TEXT –
--- START ---

Having said that, I was in a similar situation and basically just gave up ever
seeing the money for the same reasons others have already given.

------
mattmanser
Screw _them_ over? Look at it another way. They shafted you, and others.
They're in the habit of it now. They're going to keep on shafting until one
day they shaft someone who really can't afford it. They could cause someone
some real life tragedy, all in the cause of keeping a non-viable business
going.

If you did start them on the chain of bankruptcy, you're doing a favour to all
the people they'll screw down the line.

And if they're lying about money woes, you get something.

Better to kill the company before they cause some serious damage to a real
person. I understand your reluctance, you probably put some of your heart and
soul into it, but in the end it's just a company. You tried, they tried, but
it just didn't work out.

Then again, having said all that, if I could detach my emotions from it I'd be
a bit more selfish and take the advice elsewhere in the thread to negotiate a
partial payment. It's probably your best chance of getting some money. But
then again I wouldn't be able to detach my emotions, I'd go after the whole
amount on principle and I certainly wouldn't have waited this long.

And the little twist, them buying you iPhones and sending you everywhere?
That's people pretending to run a business. That's people being the big men,
who think that's what a business should be when it's not. They pissed your
paycheck away on frivolities. That was their choice.

--- END ---

SHORT TASK A – Count the rows that contain the string "wooden", matching case exactly, and reply with only that number.

DATA ENTRIES –

--- START ---

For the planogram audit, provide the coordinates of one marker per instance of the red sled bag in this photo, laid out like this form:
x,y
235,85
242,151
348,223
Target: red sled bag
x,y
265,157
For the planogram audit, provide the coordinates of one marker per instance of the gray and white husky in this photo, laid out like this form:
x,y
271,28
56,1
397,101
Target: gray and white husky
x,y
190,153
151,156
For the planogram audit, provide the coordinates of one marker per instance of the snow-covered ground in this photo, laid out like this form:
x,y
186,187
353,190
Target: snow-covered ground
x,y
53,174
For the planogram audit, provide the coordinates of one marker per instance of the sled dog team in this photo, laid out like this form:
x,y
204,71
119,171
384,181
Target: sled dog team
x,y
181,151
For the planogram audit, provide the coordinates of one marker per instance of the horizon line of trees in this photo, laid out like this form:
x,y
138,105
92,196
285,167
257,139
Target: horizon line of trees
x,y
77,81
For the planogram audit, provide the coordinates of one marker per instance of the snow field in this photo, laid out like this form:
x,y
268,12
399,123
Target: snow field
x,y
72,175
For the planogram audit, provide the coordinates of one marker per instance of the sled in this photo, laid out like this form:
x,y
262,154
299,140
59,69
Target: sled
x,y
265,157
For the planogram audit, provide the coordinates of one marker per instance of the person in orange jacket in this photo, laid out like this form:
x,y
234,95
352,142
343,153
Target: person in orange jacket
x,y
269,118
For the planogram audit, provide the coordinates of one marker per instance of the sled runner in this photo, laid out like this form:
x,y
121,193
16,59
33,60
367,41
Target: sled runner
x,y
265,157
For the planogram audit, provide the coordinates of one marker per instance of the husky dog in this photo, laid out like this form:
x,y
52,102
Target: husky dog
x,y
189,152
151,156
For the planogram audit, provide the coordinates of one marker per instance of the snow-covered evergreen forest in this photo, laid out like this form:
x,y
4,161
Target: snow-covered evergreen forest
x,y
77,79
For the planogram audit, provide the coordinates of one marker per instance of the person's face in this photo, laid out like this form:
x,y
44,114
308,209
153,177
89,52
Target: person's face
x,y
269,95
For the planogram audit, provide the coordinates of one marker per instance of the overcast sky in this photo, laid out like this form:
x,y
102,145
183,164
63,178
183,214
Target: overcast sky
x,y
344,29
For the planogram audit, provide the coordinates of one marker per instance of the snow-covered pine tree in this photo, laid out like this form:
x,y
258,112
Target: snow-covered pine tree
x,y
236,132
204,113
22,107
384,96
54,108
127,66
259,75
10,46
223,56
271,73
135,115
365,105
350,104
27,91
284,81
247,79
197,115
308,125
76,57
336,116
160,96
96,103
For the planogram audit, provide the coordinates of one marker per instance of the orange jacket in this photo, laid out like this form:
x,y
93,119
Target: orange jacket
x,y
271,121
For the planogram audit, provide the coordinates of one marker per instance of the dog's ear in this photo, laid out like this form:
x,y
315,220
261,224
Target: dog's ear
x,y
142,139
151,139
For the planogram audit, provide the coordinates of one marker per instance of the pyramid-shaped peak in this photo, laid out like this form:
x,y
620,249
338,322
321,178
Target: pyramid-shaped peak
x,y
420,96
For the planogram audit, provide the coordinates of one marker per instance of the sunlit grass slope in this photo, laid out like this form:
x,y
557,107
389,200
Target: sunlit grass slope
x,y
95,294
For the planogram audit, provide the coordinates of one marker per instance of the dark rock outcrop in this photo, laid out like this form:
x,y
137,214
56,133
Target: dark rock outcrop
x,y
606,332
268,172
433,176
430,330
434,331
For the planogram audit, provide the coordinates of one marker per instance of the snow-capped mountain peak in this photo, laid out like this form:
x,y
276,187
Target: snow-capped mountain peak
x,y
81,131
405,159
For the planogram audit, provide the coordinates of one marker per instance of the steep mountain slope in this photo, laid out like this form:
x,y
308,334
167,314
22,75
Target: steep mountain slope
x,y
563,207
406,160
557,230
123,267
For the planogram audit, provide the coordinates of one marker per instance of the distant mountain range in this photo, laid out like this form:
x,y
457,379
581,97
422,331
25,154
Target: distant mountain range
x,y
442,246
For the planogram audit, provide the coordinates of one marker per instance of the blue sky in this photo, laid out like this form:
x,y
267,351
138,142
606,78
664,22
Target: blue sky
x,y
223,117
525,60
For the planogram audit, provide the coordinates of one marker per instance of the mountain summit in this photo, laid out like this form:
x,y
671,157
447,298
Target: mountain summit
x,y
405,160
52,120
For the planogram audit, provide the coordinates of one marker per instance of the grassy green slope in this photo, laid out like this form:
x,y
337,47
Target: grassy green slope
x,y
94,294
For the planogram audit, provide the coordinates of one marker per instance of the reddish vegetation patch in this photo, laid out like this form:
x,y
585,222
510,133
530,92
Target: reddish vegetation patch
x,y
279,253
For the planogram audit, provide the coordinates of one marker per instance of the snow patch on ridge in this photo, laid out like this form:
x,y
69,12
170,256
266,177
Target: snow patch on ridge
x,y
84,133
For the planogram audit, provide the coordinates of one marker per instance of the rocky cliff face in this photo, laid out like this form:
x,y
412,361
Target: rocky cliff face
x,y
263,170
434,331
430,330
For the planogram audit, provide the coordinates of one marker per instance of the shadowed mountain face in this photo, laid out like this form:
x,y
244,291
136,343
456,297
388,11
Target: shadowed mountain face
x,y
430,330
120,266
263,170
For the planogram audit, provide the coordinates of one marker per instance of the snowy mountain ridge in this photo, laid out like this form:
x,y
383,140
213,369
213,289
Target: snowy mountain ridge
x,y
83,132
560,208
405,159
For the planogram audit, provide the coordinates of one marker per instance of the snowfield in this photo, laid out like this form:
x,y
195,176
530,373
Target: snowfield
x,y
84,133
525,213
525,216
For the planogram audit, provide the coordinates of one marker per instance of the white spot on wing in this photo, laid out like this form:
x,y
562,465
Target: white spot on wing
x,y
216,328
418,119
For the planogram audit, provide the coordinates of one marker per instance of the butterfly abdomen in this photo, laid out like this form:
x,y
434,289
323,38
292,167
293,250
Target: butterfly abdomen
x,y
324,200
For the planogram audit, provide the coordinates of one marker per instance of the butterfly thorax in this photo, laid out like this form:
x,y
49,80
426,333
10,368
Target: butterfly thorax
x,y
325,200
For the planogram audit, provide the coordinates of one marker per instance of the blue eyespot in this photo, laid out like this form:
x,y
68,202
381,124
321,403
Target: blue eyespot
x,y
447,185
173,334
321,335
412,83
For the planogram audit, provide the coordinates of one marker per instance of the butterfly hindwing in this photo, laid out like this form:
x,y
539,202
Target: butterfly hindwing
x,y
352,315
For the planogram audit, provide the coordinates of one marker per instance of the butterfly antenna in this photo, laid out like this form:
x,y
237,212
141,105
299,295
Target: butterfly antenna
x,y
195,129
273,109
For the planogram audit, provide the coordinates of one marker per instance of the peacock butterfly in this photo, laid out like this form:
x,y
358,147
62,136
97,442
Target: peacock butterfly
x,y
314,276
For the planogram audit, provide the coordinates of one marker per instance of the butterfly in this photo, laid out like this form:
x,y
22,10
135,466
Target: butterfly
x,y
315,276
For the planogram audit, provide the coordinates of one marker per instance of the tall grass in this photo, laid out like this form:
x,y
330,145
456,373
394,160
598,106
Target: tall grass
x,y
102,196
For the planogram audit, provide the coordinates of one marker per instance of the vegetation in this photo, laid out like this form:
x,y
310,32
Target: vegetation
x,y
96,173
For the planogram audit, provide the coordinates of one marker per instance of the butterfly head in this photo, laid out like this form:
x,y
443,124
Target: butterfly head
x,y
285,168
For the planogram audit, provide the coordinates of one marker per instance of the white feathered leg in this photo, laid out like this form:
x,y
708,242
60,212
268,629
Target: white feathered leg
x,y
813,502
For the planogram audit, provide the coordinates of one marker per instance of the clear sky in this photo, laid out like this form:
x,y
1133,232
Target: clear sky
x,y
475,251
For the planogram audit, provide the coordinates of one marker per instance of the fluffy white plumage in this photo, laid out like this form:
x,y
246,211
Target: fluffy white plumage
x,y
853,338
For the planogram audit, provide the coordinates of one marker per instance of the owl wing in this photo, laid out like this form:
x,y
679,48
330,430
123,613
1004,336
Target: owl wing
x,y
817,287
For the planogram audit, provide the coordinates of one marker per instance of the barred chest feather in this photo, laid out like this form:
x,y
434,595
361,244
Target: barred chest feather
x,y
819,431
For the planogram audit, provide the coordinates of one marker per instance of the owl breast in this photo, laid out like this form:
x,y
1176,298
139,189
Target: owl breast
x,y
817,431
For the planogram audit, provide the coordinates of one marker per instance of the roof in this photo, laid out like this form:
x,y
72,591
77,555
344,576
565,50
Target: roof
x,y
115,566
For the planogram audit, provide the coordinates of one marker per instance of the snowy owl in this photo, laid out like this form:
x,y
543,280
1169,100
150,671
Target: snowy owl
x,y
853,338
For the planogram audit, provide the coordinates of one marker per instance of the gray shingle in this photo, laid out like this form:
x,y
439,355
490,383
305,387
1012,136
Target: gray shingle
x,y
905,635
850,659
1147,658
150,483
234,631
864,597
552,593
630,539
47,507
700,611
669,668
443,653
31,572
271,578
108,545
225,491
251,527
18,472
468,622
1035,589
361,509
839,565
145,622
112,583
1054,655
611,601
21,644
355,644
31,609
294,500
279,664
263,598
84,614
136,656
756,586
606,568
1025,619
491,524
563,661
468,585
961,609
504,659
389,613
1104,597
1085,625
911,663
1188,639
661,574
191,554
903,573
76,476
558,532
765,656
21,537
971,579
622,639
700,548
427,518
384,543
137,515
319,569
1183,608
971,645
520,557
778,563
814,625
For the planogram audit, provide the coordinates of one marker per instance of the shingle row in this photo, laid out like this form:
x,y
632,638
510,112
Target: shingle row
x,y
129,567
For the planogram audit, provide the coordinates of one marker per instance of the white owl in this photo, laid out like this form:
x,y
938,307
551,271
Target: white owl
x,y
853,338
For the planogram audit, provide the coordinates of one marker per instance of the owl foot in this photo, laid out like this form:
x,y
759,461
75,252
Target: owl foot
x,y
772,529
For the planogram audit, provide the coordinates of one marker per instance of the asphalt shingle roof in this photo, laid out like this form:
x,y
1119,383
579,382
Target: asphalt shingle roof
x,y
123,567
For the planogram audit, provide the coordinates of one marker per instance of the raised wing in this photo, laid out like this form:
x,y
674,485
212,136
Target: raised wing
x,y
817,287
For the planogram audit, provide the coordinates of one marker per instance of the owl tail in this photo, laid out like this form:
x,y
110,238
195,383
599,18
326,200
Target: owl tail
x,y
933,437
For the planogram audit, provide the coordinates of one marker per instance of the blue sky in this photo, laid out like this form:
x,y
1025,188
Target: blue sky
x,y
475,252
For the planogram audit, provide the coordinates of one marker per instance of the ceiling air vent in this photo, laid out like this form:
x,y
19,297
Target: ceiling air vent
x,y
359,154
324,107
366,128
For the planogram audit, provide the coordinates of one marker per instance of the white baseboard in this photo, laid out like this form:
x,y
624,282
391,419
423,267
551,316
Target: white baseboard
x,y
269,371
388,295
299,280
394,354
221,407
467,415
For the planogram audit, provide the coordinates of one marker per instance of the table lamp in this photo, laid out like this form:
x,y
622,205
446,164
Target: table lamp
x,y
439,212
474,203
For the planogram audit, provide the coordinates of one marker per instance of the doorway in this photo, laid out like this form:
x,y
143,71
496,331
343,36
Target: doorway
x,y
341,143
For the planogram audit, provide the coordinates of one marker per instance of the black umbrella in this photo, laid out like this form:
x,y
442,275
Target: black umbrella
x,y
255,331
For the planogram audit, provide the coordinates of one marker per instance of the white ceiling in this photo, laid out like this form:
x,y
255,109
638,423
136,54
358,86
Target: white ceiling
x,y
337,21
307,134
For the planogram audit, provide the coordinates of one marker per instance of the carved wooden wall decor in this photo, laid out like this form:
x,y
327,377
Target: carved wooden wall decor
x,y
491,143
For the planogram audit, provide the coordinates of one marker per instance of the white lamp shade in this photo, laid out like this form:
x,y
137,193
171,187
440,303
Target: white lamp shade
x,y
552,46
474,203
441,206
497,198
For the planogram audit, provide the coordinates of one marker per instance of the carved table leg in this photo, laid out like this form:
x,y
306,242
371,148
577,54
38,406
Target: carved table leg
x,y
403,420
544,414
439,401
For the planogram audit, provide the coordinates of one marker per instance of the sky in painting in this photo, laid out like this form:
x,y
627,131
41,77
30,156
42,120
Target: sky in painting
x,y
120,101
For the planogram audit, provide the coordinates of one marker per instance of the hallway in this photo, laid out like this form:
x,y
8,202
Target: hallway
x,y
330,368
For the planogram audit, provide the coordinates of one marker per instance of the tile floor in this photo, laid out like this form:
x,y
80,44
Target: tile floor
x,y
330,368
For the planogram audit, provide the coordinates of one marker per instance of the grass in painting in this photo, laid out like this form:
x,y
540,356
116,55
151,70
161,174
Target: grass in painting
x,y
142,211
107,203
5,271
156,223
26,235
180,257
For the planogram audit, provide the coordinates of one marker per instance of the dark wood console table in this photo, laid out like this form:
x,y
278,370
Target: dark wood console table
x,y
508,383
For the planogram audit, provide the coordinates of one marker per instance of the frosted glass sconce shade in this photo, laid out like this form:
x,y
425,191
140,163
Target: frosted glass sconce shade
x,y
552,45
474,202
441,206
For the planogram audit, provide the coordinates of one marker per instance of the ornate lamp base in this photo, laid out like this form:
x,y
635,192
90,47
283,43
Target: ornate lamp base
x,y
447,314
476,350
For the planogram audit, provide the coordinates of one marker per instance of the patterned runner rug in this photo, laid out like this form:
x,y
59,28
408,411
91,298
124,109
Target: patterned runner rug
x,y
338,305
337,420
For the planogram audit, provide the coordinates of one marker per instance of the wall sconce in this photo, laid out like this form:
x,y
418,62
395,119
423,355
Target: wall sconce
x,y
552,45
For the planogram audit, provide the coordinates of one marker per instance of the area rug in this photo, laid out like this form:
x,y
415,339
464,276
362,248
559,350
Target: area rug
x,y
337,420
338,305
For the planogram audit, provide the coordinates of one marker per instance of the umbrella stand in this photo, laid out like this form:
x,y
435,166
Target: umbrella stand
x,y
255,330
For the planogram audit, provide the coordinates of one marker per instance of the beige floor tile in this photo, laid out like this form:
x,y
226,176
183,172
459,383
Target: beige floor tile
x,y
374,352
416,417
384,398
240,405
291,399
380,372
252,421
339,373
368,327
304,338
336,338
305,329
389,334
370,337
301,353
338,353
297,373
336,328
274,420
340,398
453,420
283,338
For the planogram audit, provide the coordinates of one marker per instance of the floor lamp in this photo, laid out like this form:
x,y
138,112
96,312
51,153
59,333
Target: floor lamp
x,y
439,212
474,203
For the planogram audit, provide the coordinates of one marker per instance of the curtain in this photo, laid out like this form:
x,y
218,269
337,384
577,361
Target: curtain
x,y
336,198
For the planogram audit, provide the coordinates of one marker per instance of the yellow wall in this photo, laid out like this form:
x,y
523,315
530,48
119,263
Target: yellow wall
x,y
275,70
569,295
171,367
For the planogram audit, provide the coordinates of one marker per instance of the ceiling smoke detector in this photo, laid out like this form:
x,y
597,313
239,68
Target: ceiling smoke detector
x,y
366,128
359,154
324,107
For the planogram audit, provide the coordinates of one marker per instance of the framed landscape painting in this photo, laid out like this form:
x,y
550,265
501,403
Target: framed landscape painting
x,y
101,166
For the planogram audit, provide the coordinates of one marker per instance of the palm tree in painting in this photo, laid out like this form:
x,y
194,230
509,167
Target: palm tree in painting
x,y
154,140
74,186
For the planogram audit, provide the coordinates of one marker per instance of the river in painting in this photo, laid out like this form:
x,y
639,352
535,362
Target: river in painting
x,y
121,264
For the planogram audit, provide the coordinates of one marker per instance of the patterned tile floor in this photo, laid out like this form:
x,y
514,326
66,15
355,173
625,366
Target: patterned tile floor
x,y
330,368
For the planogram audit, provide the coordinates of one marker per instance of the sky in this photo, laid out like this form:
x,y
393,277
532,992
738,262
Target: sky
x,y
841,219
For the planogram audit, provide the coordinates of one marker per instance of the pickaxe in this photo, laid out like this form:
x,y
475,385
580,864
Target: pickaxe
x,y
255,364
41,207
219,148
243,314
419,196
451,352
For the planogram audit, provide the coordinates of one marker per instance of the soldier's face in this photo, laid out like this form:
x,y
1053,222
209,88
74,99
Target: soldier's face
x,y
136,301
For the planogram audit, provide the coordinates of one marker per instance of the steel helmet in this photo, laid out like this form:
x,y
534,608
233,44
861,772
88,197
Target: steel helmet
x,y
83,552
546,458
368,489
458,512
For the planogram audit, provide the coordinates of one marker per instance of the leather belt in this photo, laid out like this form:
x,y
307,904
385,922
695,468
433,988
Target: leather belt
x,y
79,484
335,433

--- END ---

SHORT TASK B – Reproduce the passage of the forum thread starting at "If you did start" and ending at "you get something.", replacing "bankruptcy" with "insolvency".

FULL OUTPUT A – 2

FULL OUTPUT B –
If you did start them on the chain of insolvency, you're doing a favour to all
the people they'll screw down the line.

And if they're lying about money woes, you get something.